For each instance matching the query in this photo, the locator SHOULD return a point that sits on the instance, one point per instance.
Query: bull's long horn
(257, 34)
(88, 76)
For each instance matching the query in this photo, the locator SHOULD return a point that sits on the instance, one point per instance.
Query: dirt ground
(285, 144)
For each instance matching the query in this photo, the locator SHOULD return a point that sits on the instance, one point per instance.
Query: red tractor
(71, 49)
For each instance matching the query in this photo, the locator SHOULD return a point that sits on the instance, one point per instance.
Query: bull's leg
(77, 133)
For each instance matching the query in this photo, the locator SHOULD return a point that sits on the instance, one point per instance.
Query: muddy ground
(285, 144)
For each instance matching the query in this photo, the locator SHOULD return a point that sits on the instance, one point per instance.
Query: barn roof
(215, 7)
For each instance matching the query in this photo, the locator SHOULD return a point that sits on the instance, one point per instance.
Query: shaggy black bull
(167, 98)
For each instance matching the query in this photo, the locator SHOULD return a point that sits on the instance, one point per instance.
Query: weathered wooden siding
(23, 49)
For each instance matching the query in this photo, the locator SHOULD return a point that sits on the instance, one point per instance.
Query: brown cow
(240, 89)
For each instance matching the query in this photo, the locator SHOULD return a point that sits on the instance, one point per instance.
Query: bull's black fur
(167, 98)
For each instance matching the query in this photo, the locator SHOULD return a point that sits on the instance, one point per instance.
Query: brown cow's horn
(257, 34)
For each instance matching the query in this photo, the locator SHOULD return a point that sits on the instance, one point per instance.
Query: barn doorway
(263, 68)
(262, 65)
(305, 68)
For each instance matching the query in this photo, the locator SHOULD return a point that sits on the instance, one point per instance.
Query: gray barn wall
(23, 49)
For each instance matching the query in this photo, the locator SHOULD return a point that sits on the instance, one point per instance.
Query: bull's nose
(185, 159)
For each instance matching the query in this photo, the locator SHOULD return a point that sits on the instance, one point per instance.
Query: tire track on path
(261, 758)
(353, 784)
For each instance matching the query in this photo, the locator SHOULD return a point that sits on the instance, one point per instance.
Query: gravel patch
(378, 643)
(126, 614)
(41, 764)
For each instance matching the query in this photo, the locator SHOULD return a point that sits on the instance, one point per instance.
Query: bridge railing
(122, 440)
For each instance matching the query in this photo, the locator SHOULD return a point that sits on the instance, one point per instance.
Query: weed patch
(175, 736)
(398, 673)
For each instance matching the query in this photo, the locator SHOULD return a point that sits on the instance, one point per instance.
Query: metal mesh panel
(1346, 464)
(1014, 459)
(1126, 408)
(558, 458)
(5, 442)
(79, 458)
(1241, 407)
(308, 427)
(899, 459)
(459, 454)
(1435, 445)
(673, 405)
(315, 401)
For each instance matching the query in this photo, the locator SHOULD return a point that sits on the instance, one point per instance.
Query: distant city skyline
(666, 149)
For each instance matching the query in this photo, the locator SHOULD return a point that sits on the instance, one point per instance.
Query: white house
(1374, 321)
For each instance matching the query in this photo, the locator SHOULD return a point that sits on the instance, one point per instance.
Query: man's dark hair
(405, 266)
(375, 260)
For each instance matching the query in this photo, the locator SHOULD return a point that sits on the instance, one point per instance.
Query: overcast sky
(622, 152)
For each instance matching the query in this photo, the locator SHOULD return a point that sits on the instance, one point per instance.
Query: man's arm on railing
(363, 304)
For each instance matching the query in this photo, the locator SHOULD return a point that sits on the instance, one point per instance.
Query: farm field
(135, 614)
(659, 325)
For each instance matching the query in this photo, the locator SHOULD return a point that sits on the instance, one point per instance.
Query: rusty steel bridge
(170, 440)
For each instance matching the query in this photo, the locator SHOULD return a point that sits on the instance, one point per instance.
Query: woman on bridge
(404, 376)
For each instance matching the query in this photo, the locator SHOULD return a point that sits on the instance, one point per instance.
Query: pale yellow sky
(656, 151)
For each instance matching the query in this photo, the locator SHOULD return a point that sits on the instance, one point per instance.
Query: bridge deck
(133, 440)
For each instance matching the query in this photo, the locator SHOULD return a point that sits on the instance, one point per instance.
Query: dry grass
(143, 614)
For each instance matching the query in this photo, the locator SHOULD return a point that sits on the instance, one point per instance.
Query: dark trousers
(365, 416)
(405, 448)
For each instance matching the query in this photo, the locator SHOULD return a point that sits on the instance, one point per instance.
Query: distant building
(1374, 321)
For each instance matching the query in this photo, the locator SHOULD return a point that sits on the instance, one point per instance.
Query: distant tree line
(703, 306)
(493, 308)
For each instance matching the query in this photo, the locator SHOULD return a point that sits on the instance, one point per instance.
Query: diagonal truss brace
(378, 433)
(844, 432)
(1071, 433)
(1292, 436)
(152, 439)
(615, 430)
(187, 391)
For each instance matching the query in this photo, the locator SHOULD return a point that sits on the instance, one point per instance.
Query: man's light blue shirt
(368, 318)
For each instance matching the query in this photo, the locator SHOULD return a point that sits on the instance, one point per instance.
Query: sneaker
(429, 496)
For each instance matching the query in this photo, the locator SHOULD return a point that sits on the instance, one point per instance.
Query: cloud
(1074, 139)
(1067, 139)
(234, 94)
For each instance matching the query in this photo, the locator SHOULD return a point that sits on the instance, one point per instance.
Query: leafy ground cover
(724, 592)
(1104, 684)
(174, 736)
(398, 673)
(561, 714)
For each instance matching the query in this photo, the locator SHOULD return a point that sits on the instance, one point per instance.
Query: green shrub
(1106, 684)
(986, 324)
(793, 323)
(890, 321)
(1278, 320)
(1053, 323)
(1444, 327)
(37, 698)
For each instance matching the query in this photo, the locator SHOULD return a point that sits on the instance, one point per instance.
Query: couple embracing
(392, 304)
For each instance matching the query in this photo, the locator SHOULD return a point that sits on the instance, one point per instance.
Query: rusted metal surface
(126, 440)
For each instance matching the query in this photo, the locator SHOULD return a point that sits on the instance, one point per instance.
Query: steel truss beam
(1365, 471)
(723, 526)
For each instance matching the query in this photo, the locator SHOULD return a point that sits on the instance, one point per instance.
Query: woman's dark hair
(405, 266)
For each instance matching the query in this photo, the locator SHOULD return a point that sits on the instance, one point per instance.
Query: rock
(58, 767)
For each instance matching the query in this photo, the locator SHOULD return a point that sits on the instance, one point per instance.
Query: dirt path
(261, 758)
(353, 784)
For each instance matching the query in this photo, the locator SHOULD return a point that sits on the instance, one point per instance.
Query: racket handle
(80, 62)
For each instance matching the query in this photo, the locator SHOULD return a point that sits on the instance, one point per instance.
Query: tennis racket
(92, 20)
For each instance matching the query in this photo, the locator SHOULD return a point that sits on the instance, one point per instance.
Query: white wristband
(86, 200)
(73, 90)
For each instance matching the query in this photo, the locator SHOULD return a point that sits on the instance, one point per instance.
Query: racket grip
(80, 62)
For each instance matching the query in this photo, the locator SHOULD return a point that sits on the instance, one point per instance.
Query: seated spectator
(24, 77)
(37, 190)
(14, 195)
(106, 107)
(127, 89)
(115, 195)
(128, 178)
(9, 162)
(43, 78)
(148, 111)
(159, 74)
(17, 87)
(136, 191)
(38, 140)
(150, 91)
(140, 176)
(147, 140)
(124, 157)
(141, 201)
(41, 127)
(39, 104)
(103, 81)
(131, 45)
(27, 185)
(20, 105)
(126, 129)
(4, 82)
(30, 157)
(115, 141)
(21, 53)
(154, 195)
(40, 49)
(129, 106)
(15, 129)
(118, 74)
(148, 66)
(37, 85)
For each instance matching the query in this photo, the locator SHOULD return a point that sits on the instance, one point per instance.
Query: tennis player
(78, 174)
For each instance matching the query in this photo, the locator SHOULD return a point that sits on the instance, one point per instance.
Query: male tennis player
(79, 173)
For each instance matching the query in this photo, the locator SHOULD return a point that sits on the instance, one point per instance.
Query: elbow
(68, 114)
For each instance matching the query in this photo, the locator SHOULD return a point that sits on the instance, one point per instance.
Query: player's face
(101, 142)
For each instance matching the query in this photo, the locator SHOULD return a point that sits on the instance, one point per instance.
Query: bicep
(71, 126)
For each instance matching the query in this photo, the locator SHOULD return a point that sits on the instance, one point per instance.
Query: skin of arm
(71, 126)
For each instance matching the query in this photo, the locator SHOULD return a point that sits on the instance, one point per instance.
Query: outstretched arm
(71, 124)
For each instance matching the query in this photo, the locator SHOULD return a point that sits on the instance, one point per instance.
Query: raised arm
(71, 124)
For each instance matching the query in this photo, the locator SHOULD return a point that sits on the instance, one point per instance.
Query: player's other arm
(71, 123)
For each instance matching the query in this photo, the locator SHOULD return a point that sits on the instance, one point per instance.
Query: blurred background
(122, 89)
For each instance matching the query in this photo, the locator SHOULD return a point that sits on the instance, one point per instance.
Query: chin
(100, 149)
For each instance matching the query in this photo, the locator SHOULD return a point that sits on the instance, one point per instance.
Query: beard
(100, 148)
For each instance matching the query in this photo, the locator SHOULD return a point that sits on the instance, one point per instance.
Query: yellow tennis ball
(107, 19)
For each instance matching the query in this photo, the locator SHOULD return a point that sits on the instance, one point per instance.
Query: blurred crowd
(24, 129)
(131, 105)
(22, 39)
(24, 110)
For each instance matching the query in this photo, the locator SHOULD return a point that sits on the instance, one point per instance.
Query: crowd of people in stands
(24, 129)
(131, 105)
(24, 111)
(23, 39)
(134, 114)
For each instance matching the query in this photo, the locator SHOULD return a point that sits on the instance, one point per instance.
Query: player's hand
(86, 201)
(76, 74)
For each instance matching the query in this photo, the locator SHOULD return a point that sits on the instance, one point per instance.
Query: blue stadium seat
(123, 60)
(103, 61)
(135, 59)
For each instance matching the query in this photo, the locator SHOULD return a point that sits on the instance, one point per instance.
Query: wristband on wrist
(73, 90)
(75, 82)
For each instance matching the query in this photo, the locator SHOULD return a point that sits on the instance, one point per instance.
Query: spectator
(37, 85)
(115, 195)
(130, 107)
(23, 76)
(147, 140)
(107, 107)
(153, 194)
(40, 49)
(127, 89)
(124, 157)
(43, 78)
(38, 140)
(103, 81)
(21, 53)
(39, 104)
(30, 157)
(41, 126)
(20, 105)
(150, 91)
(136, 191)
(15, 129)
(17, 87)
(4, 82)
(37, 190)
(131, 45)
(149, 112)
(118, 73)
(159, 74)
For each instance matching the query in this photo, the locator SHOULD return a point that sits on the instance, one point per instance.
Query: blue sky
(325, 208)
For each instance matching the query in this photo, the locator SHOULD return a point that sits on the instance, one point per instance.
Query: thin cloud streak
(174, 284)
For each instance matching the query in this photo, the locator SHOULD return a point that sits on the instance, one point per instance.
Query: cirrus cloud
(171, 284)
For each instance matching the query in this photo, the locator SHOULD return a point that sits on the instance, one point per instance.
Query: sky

Exercise directions:
Would you transcribe, exactly, the lines running from the one that contains "Query: thin cloud streak" through the final line of the listing above? Include both ends and nothing else.

Answer box:
Query: thin cloud streak
(174, 284)
For each instance matching the query in this photo, the locator SHOULD return a point that sits on the instance, one point per instance.
Query: cirrus cloud
(171, 284)
For each instance matching the query in this photo, the locator SHOULD return a point that sits on the instance, one point per instance.
Query: sky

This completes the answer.